Records -
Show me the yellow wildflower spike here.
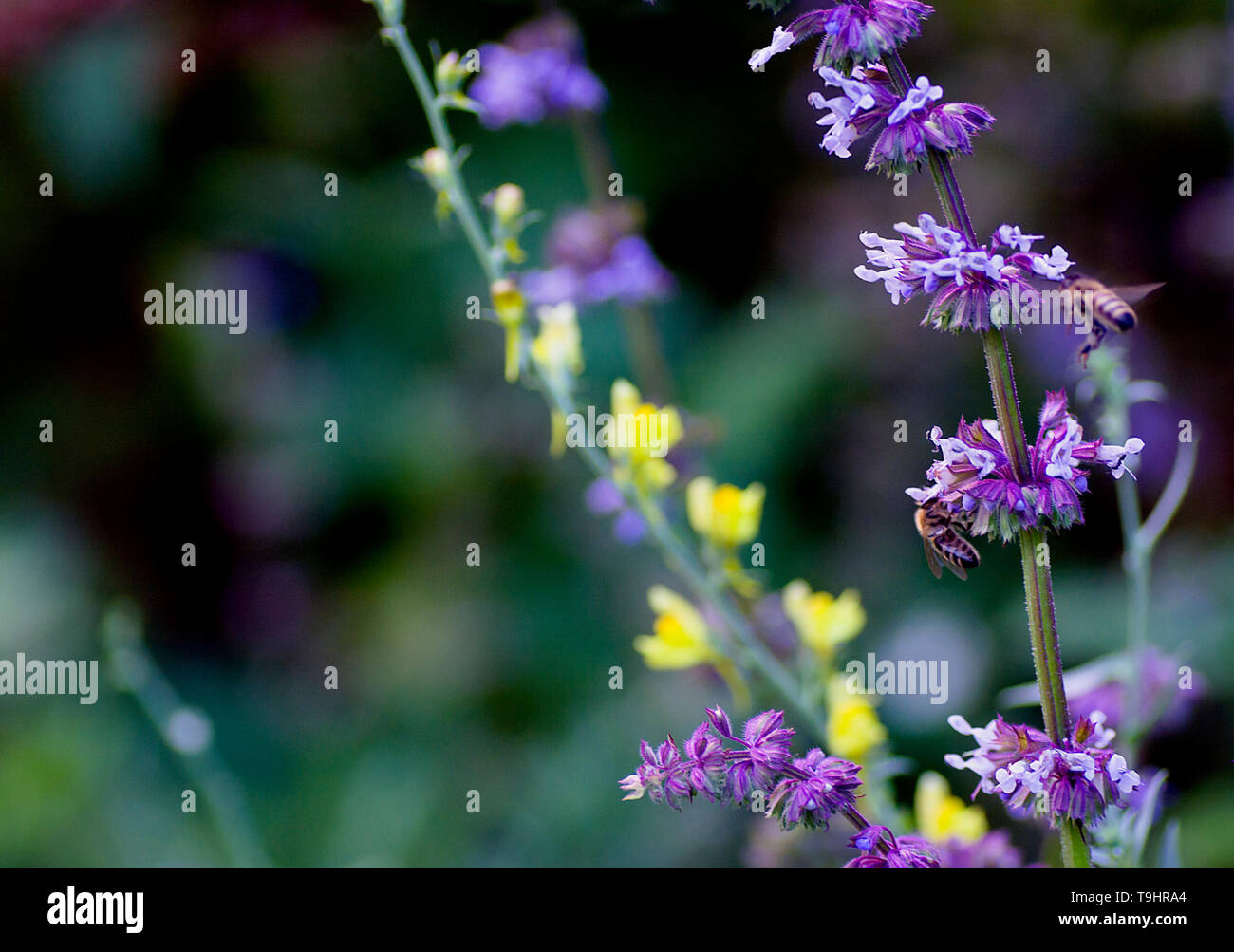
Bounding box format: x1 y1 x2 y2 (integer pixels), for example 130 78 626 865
913 771 990 844
782 578 865 660
827 673 888 762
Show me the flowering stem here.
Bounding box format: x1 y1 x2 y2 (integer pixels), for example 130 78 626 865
367 5 824 740
885 50 1090 866
1019 529 1071 743
570 114 673 403
378 21 501 285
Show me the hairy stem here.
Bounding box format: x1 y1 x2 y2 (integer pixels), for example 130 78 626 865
885 52 1090 866
571 114 673 403
382 10 826 740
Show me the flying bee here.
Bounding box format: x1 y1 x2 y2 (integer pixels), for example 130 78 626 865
1062 273 1161 367
913 499 982 581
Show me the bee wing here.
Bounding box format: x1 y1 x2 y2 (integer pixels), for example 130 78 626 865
922 539 943 578
946 562 969 582
1110 281 1165 305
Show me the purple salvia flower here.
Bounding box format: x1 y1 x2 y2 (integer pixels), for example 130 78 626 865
935 830 1024 869
946 712 1140 825
519 206 674 308
584 479 646 545
809 65 898 159
749 0 934 73
905 391 1144 543
685 722 724 803
620 706 861 829
905 391 1144 543
768 747 861 830
613 508 646 545
844 826 939 869
728 710 794 801
468 13 608 128
854 213 1071 330
703 704 737 740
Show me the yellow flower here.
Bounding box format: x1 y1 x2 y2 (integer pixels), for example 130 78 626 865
489 277 527 383
913 771 990 844
608 380 682 490
784 578 865 659
410 147 452 222
827 673 888 761
634 585 750 709
491 181 527 226
686 476 766 549
532 301 583 378
634 585 717 671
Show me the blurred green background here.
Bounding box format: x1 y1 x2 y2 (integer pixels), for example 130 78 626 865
0 0 1234 865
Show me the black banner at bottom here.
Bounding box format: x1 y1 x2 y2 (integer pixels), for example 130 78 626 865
0 868 1214 941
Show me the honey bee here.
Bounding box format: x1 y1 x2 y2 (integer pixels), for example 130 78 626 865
913 499 982 581
1062 273 1161 367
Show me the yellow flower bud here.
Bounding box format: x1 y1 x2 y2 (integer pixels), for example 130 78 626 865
532 301 583 376
493 182 527 224
913 771 990 844
420 145 451 184
782 578 865 659
827 675 888 761
489 277 527 383
686 476 766 549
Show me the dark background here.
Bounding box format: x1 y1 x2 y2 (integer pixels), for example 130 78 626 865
0 0 1234 865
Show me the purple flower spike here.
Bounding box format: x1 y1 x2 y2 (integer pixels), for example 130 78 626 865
769 747 861 830
905 391 1144 543
946 712 1140 826
519 206 674 308
749 0 934 74
620 706 861 829
468 13 608 129
844 826 939 868
852 212 1071 330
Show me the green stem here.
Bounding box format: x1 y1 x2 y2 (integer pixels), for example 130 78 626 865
379 21 501 285
571 114 673 403
102 606 271 866
885 52 1090 866
379 8 826 741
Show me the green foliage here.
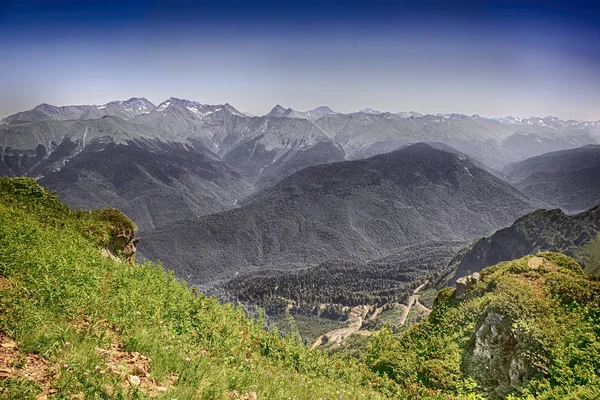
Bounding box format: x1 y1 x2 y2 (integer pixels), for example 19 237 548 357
366 252 600 399
0 179 405 399
578 234 600 274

Written request - Lay out every line of the records above as a Markdown table with the columns Row and Line, numbering the rows in order. Leave out the blank lines and the pictures.

Written answer -
| Row | Line |
|---|---|
| 1 | Show me the yellow wildflower spike here. |
| 2 | Bounding box format: x1 y1 x2 y2 (integer pixels), for example 130 78 626 865 |
| 3 | 913 771 990 844 |
| 4 | 782 578 865 660 |
| 5 | 827 673 888 762 |
| 6 | Show me the flowering stem here. |
| 7 | Bounding box format: x1 y1 x2 y2 (integer pixels), for example 130 78 626 865 |
| 8 | 367 5 824 740 |
| 9 | 885 50 1090 866 |
| 10 | 1019 529 1071 743 |
| 11 | 570 114 673 403 |
| 12 | 378 21 501 285 |
| 13 | Show me the hairy stem here. |
| 14 | Bounding box format: x1 y1 x2 y2 (integer pixels), for example 130 78 626 865 |
| 15 | 885 52 1090 866 |
| 16 | 571 114 673 403 |
| 17 | 382 10 826 740 |
| 18 | Show me the flying bee here. |
| 19 | Bounding box format: x1 y1 x2 y2 (integer pixels), for example 130 78 626 865 |
| 20 | 1062 273 1161 367 |
| 21 | 913 499 982 581 |
| 22 | Show me the bee wing here. |
| 23 | Bounding box format: x1 y1 x2 y2 (integer pixels), for example 130 78 626 865 |
| 24 | 922 539 943 578 |
| 25 | 946 562 969 582 |
| 26 | 1110 281 1165 305 |
| 27 | Show me the purple salvia flower here. |
| 28 | Bounding box format: x1 y1 x2 y2 (integer pixels), for example 130 78 626 865 |
| 29 | 935 830 1024 869 |
| 30 | 946 712 1140 825 |
| 31 | 519 206 674 308 |
| 32 | 584 479 646 545 |
| 33 | 809 65 898 159 |
| 34 | 749 0 934 73 |
| 35 | 905 391 1144 543 |
| 36 | 685 722 724 803 |
| 37 | 620 706 861 829 |
| 38 | 905 391 1144 543 |
| 39 | 768 747 861 830 |
| 40 | 613 508 646 545 |
| 41 | 844 826 939 869 |
| 42 | 728 710 794 801 |
| 43 | 468 13 608 128 |
| 44 | 854 213 1071 330 |
| 45 | 703 704 737 740 |
| 46 | Show me the yellow flower here. |
| 47 | Bounding box format: x1 y1 x2 y2 (integer pixels), for example 130 78 626 865 |
| 48 | 489 277 527 383 |
| 49 | 913 771 990 844 |
| 50 | 608 380 682 490 |
| 51 | 784 578 865 659 |
| 52 | 410 147 452 222 |
| 53 | 827 673 888 761 |
| 54 | 634 585 750 709 |
| 55 | 491 181 527 226 |
| 56 | 686 476 766 549 |
| 57 | 532 301 583 378 |
| 58 | 634 585 717 671 |
| 59 | Show me the blurred green background here. |
| 60 | Bounding box format: x1 y1 x2 y2 (integer pixels), for example 130 78 626 865 |
| 61 | 0 0 1234 865 |
| 62 | Show me the black banner at bottom here. |
| 63 | Bounding box format: x1 y1 x2 y2 (integer pixels), for example 130 78 626 865 |
| 64 | 0 868 1214 941 |
| 65 | Show me the honey bee here. |
| 66 | Bounding box format: x1 y1 x2 y2 (integer pixels), for example 130 78 626 865 |
| 67 | 913 499 982 581 |
| 68 | 1062 273 1161 367 |
| 69 | Show me the yellow flower bud here. |
| 70 | Bounding box format: x1 y1 x2 y2 (integer pixels), for example 130 78 626 865 |
| 71 | 532 301 583 376 |
| 72 | 493 182 527 224 |
| 73 | 913 771 990 844 |
| 74 | 420 145 451 184 |
| 75 | 782 578 865 659 |
| 76 | 827 675 888 761 |
| 77 | 489 277 527 383 |
| 78 | 686 476 766 549 |
| 79 | Show me the dark background here. |
| 80 | Bounding box format: x1 y1 x2 y2 (integer pixels), for example 130 78 626 865 |
| 81 | 0 0 1234 865 |
| 82 | Show me the purple flower spike here. |
| 83 | Bounding box format: x1 y1 x2 y2 (integer pixels), for example 130 78 626 865 |
| 84 | 769 747 861 830 |
| 85 | 905 391 1144 543 |
| 86 | 946 712 1140 826 |
| 87 | 519 206 674 308 |
| 88 | 749 0 934 74 |
| 89 | 620 706 861 829 |
| 90 | 468 13 608 129 |
| 91 | 844 826 939 868 |
| 92 | 852 212 1071 330 |
| 93 | Show me the green stem here. |
| 94 | Bounding box format: x1 y1 x2 y2 (integer pixels), for example 130 78 626 865 |
| 95 | 379 21 501 285 |
| 96 | 571 114 673 403 |
| 97 | 102 606 271 866 |
| 98 | 885 52 1090 866 |
| 99 | 379 8 826 741 |
| 100 | Show me the green foliage here. |
| 101 | Bounding box format: x1 y1 x2 y2 (integer pixels), for example 19 237 548 357 |
| 102 | 366 252 600 399 |
| 103 | 0 179 405 399 |
| 104 | 578 234 600 274 |